**Sayfa:**
=======

Bununla da yetinmeyen yönetim, ileri gelen Türkmenlere ait iş yerlerine ve evlere baskınlar düzenleyerek, güya silah ve bazı suç belgeleri arama operasyonları yaptırdı. Savunma amaçlı veya avcılık ile ilgili basit silahlar yanında, mutfaklarda bulunan iri bıçaklar bile, suç aleti sayılarak aile reisleri tutuklandı. Bu arada Kerkük dışından kente akın eden Kürt militanları da, kamyonlarla dolaşarak Türkmenler aleyhine sloganlar attılar. Kentin Türkmen halkını tahrik etmek ve çatışmalara yol açmak için her türlü provokasyonu deniyorlardı. Nitekim tahrik ve sataşma sonucu sabrı taşan Türkmen gruplar ile bu fanatik Kürt militanları arasında yer yer çatışma ve küfürleşmeler meydana geliyordu.

=======

**Verilen Bilgiler:**
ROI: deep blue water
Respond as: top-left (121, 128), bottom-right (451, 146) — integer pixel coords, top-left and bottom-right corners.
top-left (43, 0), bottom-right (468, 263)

=======

**Yapılacak İşlemler:**
#1 Kerkük'teki olayları anlatan metne göre aşağıdaki soruları cevaplayınız.
(a) Yönetim, baskınları kimlere ait iş yerlerine ve evlere düzenledi?
(b) Mutfaklarda bulunan hangi eşyalar suç aleti sayıldı?
(c) Kerkük dışından kente akın eden Kürt militanları neyle dolaşarak slogan attı?
#2 Kerkük'teki olayları anlatan metinde geçen "Kentin Türkmen halkını tahrik etmek ve çatışmalara yol açmak için her türlü provokasyonu deniyorlardı." cümlesini İngilizceye çeviriniz.
#3 Kerkük'teki olayları anlatan metni, son cümlesinden sonra gelecek şekilde sürdürerek genişletiniz.

**Alıştırma Cevapları:**
#1
(a) İleri gelen Türkmenlere ait iş yerlerine ve evlere.
(b) İri bıçaklar.
(c) Kamyonlarla.

#2 They were trying every kind of provocation to incite the city's Turkmen population and to spark clashes.

#3
1959 yılının Haziran ayına girilirken, komünistlerle Kürt militanlarının faaliyetlerinde azalma ve geri plana çekilme görüldü veya öyle bir hava yaratıldı. Bu arada sürgüne gönderilen Türkmenler geri döndü ve tutuklu bulunanlar da serbest bırakıldı. Bu durum aslında Irak’ta yaşayan Türkmenlerin geleceğinin kaygı verici boyutlara ulaştığını göstermeğe yetmişti. 14 Temmuz 1959 tarihine kadar Kerkük’e gizlice sokulan militanlar silahlandırıldı. Cumhuriyetin ilanının birinci yıl dönümü yaklaşırken, Kerkük’te durum buydu ve Türkmenler bir yandan da kutlama şenlikleri için hazırlık yapmakla meşguldü.

Kerkük Katliamı (14-16 Temmuz 1959)

14 Temmuz 1959 günü geldiğinde, şehir yüze yakın zafer takı ile süslenmişti. O gün yapılacak şenlik ve törenler için şehir, âdeta büyük bir bayram hazırlığı yaşamıştı. Günlerce süren bu hazırlıklar tamamlanmış, çoluk-çocuk, küçük-büyük, kadın-erkek bütün şehir halkı millî kıyafetler içinde, kutlama töreninin başlamasını bekliyordu.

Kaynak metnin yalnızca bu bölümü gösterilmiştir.